'''

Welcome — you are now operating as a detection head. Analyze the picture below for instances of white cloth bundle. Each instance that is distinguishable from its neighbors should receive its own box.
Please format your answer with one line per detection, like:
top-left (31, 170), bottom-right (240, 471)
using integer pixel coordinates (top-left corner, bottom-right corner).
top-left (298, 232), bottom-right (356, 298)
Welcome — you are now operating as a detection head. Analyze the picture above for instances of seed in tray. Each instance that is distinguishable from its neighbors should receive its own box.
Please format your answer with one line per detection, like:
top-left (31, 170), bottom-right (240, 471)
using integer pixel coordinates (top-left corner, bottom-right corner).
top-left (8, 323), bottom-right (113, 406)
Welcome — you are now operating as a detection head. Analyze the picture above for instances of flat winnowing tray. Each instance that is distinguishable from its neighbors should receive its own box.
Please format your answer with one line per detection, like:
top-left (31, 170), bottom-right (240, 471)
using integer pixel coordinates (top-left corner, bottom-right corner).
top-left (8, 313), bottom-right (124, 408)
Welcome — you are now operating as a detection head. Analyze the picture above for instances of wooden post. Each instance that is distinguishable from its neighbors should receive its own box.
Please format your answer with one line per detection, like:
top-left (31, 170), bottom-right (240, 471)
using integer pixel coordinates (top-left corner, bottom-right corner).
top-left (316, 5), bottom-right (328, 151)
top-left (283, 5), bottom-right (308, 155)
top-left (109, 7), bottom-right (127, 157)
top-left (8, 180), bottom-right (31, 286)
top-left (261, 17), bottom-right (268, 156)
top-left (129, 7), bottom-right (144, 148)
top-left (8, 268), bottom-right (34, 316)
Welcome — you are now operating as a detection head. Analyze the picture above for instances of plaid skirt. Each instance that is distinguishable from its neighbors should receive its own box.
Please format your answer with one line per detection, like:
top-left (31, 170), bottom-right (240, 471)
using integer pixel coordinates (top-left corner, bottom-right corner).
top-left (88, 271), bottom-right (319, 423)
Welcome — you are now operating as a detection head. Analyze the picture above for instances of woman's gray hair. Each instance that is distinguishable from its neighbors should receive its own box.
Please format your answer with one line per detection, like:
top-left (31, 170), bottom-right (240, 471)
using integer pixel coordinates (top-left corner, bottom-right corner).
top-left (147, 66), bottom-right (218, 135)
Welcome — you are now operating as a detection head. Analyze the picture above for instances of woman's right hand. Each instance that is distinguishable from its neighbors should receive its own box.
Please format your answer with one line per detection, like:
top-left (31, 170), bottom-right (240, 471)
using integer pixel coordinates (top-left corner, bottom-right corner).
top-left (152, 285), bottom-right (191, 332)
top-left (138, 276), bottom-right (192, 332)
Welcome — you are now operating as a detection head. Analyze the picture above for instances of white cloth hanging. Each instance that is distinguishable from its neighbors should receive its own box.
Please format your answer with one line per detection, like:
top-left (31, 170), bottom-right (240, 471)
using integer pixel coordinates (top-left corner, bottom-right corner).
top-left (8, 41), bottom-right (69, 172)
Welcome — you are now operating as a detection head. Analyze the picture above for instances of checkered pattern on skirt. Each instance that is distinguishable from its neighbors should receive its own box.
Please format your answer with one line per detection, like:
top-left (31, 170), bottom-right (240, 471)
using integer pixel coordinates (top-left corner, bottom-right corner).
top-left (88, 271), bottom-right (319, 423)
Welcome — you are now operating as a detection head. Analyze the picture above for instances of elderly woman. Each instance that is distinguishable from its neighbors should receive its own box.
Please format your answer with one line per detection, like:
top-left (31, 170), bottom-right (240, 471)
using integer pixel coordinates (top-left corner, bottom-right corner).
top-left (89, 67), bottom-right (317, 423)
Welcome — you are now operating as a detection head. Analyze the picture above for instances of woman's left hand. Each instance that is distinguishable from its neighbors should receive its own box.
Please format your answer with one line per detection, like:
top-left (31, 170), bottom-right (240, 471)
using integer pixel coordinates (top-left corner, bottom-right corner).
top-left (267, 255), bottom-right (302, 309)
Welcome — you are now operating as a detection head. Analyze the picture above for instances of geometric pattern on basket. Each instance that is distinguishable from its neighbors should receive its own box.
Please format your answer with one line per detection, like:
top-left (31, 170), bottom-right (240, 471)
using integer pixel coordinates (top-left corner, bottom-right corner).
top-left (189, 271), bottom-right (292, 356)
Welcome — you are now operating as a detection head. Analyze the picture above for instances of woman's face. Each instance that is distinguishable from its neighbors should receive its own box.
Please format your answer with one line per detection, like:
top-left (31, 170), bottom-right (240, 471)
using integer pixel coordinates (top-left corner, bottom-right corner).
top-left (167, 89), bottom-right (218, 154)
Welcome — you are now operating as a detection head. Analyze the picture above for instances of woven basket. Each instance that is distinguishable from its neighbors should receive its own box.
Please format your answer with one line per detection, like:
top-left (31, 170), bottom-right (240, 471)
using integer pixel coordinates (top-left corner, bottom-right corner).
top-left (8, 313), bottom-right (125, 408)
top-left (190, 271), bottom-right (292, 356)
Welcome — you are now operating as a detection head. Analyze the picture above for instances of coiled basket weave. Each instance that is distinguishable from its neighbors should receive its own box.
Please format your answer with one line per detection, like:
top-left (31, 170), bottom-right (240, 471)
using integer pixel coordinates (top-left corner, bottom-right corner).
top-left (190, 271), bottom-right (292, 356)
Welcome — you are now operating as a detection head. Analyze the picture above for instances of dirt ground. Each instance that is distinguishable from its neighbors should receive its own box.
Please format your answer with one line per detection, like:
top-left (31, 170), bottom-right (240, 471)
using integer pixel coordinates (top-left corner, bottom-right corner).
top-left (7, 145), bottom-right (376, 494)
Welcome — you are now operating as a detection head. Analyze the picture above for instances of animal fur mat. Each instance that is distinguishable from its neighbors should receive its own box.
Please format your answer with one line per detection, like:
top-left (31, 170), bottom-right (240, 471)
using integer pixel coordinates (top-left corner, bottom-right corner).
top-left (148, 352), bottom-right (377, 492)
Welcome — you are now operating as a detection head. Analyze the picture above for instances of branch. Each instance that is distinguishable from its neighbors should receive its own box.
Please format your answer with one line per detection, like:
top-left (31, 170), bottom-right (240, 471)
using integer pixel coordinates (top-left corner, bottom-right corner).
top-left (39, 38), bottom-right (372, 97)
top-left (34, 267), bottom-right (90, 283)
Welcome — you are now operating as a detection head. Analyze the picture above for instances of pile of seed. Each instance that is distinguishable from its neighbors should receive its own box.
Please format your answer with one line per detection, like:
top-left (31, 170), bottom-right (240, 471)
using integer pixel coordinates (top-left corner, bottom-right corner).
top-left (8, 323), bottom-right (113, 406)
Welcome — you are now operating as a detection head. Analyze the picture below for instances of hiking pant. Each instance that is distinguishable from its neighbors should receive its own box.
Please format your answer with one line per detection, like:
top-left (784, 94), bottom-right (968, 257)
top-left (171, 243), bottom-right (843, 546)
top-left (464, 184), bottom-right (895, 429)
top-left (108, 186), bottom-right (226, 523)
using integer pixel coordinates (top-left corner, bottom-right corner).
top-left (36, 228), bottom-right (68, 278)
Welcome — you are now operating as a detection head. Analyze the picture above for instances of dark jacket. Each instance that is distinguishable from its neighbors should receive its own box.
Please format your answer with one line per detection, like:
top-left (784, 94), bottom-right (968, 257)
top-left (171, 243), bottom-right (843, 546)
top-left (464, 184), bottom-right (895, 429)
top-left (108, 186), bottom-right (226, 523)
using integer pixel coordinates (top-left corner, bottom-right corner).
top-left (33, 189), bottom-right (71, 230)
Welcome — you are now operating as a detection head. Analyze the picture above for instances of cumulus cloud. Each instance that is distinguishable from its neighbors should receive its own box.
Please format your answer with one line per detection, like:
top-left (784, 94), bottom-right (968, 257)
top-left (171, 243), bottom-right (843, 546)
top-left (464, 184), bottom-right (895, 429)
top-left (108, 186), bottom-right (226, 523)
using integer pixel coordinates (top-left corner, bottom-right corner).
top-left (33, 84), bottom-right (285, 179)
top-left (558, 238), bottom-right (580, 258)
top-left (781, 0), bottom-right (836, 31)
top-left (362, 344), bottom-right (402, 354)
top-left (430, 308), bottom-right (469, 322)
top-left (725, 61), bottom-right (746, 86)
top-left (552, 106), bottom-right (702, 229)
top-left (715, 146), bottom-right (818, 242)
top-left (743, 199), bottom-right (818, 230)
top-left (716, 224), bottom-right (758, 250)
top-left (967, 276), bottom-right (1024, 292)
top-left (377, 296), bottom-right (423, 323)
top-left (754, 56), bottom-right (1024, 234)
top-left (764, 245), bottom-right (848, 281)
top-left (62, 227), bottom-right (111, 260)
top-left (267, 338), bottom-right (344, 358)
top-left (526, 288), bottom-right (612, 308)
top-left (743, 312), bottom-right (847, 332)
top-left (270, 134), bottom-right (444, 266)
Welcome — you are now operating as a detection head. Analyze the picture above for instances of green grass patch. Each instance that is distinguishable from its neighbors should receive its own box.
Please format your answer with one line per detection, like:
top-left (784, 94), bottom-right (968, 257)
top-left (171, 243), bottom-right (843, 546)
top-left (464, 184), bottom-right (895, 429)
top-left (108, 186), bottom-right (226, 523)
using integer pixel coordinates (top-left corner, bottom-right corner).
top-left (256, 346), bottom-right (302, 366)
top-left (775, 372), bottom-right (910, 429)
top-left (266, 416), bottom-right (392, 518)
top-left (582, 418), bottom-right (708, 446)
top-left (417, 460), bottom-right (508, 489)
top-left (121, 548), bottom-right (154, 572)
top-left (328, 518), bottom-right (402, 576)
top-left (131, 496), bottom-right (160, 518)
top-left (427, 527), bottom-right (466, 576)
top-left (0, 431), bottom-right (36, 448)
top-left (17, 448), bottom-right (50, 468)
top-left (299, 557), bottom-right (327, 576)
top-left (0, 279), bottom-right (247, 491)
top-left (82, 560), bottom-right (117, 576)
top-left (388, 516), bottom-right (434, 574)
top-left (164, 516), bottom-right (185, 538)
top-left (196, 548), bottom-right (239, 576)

'''

SET EXERCISE:
Express the listing above as a two-column CSV with the header columns text and answer. Each row pairs a text with the answer that follows it, each in one quoted field with line breaks turned into spaces. Begin at the line that has "instances of elderly" and stop after the line that has "top-left (189, 271), bottom-right (292, 356)".

RESULT FOR THIS TASK:
text,answer
"Welcome — you are now operating as a detection head. Analyze the picture above for instances of elderly woman. Each instance that is distinguishable from its neighbors should receive its own box. Please format your answer with one line per detection, like: top-left (31, 170), bottom-right (240, 471) using integer pixel coordinates (top-left corner, bottom-right corner).","top-left (89, 67), bottom-right (317, 423)"
"Welcome — you are now operating as a detection head. Analyze the picture above for instances of woman's left hand. Each instance that is distinguishable from its neighbors should receive its own box. Please format your answer with one line per detection, like: top-left (31, 170), bottom-right (240, 471) using integer pixel coordinates (top-left corner, bottom-right corner).","top-left (267, 255), bottom-right (302, 309)"
"Welcome — you are now operating as a detection head. Analyze the picture above for instances of geometric pattern on basket. Each instance that is distinguishable from its neighbors should receive its own box. Please format your answer with one line per detection, like: top-left (31, 170), bottom-right (240, 471) using integer pixel coordinates (top-left corner, bottom-right corner).","top-left (189, 271), bottom-right (292, 356)"